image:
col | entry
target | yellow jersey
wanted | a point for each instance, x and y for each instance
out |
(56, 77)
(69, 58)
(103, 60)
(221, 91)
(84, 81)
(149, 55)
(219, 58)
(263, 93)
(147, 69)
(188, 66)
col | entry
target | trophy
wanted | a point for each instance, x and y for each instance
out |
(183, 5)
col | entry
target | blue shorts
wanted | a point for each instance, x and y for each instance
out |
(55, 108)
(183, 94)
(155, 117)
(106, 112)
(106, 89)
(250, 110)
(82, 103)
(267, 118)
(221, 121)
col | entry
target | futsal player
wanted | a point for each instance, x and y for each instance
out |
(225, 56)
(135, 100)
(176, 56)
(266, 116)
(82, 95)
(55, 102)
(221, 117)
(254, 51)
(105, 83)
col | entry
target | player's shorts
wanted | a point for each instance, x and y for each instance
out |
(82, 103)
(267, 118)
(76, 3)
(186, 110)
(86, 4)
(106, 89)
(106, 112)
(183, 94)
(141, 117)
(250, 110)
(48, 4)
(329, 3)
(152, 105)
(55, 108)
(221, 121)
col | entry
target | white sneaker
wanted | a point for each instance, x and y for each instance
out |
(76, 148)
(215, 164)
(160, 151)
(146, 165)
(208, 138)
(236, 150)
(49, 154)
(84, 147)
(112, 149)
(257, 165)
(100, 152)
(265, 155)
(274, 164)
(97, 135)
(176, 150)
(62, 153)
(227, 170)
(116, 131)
──────────
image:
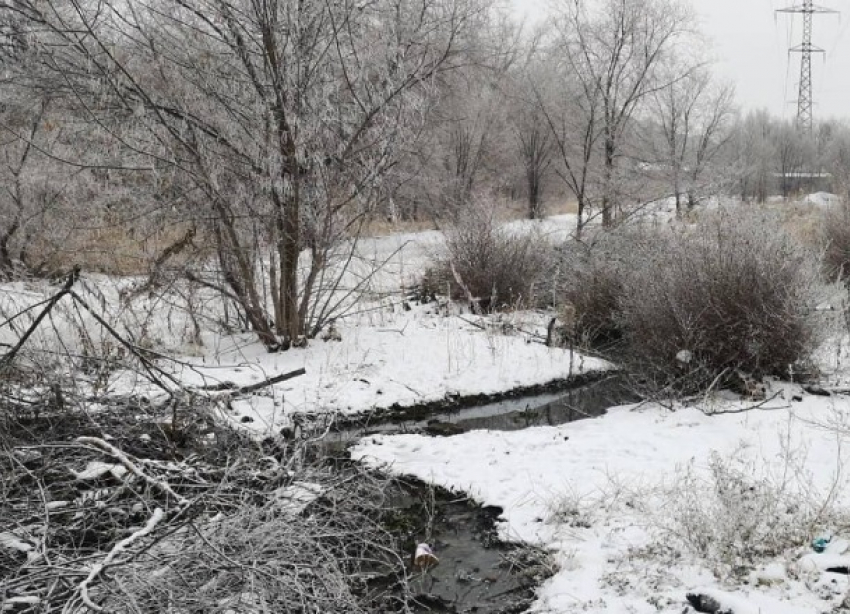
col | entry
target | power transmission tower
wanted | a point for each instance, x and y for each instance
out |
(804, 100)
──────────
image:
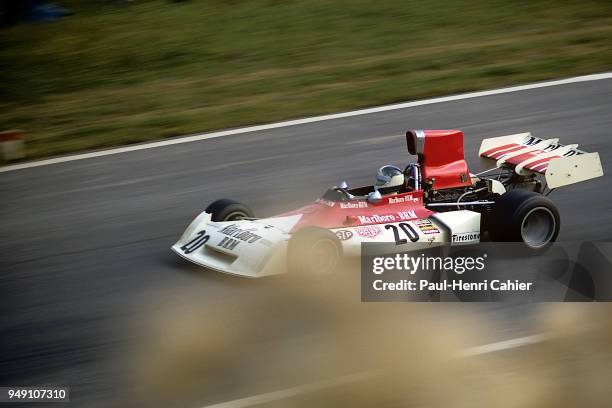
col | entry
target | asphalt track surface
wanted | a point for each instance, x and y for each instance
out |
──────────
Short exercise ->
How many of the lines above contain the string "player"? Reply with the number alone.

Output of the task ->
2